_PROMPT_
Work through the entries that follow and state how many lines contain the word "bottle". Only the number is wanted.

_RECORDS SHOWN_
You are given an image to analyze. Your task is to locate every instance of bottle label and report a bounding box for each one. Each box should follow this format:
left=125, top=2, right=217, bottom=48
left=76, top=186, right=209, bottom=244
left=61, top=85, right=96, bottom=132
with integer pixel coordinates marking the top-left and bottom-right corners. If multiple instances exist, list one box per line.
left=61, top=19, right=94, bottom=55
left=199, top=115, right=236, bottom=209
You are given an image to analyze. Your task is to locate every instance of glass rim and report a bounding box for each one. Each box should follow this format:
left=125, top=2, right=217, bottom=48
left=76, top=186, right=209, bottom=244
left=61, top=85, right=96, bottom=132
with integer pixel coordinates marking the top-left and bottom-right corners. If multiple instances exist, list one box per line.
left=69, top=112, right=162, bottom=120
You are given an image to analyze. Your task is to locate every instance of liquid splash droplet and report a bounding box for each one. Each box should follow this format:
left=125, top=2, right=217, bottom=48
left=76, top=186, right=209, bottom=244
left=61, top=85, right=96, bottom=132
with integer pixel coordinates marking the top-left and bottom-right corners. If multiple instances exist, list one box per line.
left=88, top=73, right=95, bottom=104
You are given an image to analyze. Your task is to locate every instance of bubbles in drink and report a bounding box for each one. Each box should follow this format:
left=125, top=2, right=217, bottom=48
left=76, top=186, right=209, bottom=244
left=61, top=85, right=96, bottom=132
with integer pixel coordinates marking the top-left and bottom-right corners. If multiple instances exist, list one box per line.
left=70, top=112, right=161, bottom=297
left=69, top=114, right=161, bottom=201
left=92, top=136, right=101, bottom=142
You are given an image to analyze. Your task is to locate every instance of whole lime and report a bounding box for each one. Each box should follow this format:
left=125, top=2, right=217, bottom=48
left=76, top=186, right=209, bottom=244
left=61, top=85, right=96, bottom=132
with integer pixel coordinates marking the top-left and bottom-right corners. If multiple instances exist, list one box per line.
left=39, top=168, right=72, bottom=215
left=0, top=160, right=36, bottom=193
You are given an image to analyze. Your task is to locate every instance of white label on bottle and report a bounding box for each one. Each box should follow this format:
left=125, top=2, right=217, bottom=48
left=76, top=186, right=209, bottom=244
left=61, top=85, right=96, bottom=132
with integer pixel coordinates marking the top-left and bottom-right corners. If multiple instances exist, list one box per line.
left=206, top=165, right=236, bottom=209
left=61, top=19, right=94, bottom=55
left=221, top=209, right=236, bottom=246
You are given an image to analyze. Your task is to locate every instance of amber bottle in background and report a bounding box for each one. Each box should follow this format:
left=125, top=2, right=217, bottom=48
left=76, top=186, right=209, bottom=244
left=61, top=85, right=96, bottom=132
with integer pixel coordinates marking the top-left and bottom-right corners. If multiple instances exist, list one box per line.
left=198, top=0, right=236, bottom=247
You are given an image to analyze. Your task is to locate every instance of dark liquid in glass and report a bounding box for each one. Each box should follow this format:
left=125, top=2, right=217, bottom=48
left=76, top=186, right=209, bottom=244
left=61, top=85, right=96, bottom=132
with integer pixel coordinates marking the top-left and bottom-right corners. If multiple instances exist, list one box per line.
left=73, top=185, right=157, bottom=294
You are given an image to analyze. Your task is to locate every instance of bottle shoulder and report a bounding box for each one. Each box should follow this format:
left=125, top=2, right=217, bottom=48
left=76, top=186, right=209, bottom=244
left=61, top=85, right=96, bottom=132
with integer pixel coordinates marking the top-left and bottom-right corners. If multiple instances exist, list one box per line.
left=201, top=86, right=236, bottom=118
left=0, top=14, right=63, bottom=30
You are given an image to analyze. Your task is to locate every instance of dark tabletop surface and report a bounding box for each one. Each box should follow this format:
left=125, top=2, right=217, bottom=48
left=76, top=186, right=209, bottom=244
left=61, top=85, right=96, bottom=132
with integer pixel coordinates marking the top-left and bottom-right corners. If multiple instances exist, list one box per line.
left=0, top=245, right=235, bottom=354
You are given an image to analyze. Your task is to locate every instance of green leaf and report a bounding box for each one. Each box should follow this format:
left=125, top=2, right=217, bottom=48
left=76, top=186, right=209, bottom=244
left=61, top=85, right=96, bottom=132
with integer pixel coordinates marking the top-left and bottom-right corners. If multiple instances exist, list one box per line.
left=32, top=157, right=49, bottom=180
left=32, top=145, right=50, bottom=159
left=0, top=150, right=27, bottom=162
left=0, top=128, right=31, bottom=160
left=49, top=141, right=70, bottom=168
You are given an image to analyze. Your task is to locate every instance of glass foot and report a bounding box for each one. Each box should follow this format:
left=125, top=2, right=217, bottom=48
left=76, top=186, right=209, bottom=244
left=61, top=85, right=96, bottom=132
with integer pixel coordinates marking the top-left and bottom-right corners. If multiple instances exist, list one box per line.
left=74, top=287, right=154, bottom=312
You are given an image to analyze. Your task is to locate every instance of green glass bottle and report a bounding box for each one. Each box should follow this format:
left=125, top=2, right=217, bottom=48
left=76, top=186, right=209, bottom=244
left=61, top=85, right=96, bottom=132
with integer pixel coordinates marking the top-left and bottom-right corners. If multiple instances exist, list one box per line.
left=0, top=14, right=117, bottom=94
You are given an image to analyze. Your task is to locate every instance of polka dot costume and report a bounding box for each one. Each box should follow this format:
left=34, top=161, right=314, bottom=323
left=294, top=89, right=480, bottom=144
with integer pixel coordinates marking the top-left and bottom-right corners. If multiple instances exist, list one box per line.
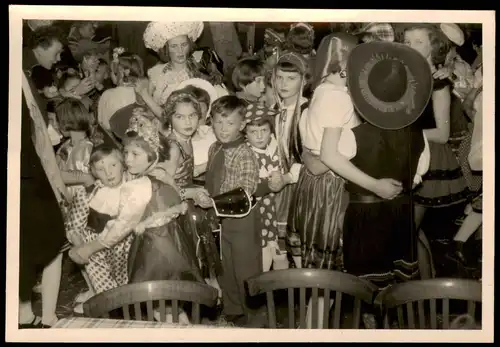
left=249, top=138, right=280, bottom=249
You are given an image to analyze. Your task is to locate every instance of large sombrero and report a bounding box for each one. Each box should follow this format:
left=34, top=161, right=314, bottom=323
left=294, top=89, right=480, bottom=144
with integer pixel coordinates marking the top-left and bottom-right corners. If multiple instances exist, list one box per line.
left=347, top=41, right=433, bottom=130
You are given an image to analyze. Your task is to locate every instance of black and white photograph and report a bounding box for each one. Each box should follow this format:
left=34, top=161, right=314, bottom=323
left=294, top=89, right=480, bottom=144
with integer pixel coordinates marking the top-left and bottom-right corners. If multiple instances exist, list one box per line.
left=7, top=6, right=494, bottom=342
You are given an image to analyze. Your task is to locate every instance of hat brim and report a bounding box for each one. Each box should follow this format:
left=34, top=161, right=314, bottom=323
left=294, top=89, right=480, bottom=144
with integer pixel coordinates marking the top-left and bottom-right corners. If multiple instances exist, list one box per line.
left=347, top=41, right=433, bottom=130
left=108, top=104, right=138, bottom=141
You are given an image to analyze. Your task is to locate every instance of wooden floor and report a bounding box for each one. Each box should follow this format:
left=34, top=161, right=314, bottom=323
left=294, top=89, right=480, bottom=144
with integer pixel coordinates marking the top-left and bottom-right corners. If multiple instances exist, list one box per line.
left=32, top=202, right=482, bottom=328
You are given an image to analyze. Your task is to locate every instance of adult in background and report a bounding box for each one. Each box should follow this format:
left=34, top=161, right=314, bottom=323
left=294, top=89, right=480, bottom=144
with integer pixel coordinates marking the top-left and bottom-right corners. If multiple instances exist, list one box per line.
left=20, top=25, right=70, bottom=328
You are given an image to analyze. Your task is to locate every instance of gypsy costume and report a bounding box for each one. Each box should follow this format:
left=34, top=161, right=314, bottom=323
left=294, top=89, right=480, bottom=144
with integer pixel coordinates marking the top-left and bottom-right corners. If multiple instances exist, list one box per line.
left=291, top=83, right=361, bottom=270
left=414, top=79, right=470, bottom=207
left=342, top=124, right=430, bottom=290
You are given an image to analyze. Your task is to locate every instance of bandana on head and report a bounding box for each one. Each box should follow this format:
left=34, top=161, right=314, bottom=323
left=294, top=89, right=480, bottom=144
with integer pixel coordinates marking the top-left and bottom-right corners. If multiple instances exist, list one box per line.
left=244, top=103, right=278, bottom=124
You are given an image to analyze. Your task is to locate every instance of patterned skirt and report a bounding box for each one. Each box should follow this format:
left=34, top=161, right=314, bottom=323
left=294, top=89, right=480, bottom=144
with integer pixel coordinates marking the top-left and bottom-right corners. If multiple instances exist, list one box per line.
left=81, top=228, right=134, bottom=294
left=343, top=195, right=420, bottom=291
left=414, top=141, right=470, bottom=207
left=288, top=168, right=348, bottom=270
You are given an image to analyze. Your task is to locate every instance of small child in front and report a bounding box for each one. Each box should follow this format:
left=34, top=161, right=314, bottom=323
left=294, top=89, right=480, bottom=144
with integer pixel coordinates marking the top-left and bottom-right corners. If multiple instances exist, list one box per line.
left=196, top=95, right=261, bottom=326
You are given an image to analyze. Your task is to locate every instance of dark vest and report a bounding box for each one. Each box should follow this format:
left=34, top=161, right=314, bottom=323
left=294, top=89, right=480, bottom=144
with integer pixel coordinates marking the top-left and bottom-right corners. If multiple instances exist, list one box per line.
left=346, top=123, right=425, bottom=196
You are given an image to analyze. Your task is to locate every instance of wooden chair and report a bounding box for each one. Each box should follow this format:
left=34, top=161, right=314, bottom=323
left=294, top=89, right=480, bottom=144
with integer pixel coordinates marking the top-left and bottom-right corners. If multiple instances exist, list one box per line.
left=83, top=280, right=219, bottom=324
left=374, top=278, right=482, bottom=329
left=246, top=268, right=379, bottom=329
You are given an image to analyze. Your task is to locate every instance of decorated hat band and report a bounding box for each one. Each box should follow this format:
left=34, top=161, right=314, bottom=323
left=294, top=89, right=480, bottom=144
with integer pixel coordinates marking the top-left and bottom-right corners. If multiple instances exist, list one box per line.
left=358, top=53, right=418, bottom=116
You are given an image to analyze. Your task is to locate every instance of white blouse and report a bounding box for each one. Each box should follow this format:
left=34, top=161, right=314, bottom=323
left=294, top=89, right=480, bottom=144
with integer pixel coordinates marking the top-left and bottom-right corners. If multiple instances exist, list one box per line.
left=96, top=176, right=152, bottom=248
left=300, top=83, right=361, bottom=156
left=192, top=125, right=218, bottom=167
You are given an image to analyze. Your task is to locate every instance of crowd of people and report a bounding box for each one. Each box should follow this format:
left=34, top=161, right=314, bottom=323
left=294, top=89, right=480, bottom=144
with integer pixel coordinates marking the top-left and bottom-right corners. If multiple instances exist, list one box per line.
left=19, top=20, right=483, bottom=329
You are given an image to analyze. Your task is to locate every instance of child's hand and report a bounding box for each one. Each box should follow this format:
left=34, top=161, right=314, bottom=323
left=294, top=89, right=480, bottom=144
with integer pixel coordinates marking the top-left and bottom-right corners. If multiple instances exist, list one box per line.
left=68, top=245, right=91, bottom=265
left=67, top=232, right=85, bottom=247
left=433, top=64, right=453, bottom=80
left=194, top=190, right=213, bottom=209
left=149, top=167, right=176, bottom=188
left=268, top=171, right=285, bottom=192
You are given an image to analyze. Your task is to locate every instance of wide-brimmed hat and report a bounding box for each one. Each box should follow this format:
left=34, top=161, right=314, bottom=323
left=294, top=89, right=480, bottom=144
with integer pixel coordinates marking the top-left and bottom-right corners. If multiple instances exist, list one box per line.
left=440, top=23, right=465, bottom=46
left=175, top=78, right=219, bottom=116
left=347, top=41, right=433, bottom=130
left=109, top=103, right=160, bottom=140
left=143, top=21, right=204, bottom=52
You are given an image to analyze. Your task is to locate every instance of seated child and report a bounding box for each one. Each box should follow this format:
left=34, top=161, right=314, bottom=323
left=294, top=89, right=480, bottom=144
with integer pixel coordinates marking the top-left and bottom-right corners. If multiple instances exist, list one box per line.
left=65, top=145, right=132, bottom=295
left=244, top=103, right=288, bottom=272
left=231, top=57, right=266, bottom=104
left=196, top=95, right=262, bottom=326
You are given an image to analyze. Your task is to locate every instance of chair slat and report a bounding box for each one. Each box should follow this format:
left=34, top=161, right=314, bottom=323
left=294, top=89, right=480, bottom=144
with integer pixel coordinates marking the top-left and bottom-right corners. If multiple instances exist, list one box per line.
left=430, top=299, right=437, bottom=329
left=288, top=288, right=295, bottom=329
left=266, top=291, right=277, bottom=328
left=299, top=288, right=306, bottom=328
left=467, top=300, right=476, bottom=318
left=82, top=280, right=218, bottom=323
left=442, top=298, right=449, bottom=329
left=333, top=291, right=342, bottom=329
left=122, top=305, right=131, bottom=320
left=397, top=306, right=404, bottom=328
left=159, top=300, right=167, bottom=322
left=323, top=289, right=331, bottom=329
left=406, top=302, right=415, bottom=329
left=146, top=300, right=154, bottom=321
left=172, top=300, right=179, bottom=323
left=311, top=288, right=319, bottom=329
left=417, top=300, right=425, bottom=329
left=352, top=298, right=361, bottom=329
left=191, top=303, right=200, bottom=324
left=134, top=303, right=142, bottom=321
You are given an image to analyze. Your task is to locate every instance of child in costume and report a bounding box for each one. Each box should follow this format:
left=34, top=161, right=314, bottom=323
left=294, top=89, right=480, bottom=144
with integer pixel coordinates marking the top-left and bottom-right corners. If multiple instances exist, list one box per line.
left=243, top=103, right=288, bottom=272
left=231, top=57, right=266, bottom=103
left=195, top=95, right=262, bottom=326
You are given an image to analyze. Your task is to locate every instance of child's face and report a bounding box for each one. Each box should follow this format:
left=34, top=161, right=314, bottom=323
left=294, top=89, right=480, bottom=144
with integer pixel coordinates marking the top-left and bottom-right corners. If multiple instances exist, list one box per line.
left=275, top=69, right=303, bottom=101
left=95, top=64, right=109, bottom=83
left=78, top=22, right=97, bottom=39
left=171, top=102, right=200, bottom=138
left=243, top=76, right=266, bottom=99
left=246, top=123, right=272, bottom=149
left=63, top=77, right=82, bottom=94
left=124, top=142, right=153, bottom=175
left=212, top=110, right=246, bottom=143
left=92, top=152, right=124, bottom=188
left=403, top=29, right=432, bottom=61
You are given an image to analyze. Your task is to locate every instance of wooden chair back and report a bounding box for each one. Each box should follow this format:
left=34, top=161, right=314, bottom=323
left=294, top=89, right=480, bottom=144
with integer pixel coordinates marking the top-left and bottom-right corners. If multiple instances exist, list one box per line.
left=83, top=280, right=219, bottom=324
left=374, top=278, right=482, bottom=329
left=246, top=268, right=379, bottom=329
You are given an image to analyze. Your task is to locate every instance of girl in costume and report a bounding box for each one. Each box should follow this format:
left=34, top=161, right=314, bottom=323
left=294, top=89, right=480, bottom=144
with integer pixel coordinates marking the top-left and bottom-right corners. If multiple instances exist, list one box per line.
left=291, top=33, right=403, bottom=328
left=402, top=24, right=470, bottom=232
left=160, top=89, right=223, bottom=292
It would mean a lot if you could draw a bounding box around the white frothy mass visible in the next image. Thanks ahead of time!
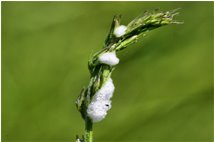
[113,25,127,37]
[98,51,119,66]
[93,78,115,101]
[87,78,115,122]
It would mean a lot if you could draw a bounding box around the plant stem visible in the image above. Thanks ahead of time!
[85,117,93,142]
[76,9,181,142]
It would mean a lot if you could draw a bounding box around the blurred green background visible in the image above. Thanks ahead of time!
[2,2,213,142]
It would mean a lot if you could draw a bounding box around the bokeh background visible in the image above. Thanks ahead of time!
[2,2,213,142]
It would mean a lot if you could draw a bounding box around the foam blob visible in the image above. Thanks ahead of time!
[87,78,115,122]
[93,78,115,101]
[87,100,112,122]
[98,51,119,66]
[113,25,127,37]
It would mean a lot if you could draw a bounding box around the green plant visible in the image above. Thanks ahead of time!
[75,9,181,142]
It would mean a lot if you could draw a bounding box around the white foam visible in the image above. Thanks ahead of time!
[87,100,112,122]
[93,78,115,101]
[113,25,127,37]
[87,78,115,122]
[98,51,119,66]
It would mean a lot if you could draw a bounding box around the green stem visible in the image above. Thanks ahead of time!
[76,10,180,142]
[85,117,93,142]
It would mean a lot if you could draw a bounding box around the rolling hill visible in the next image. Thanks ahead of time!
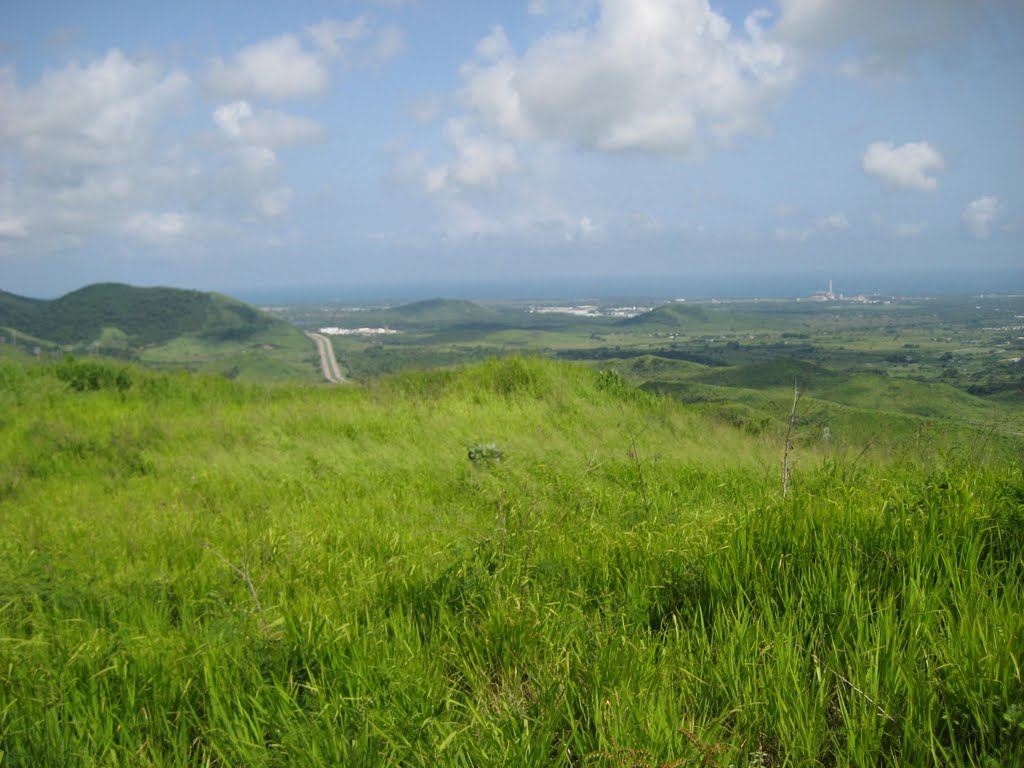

_WRITTEN ANSWER_
5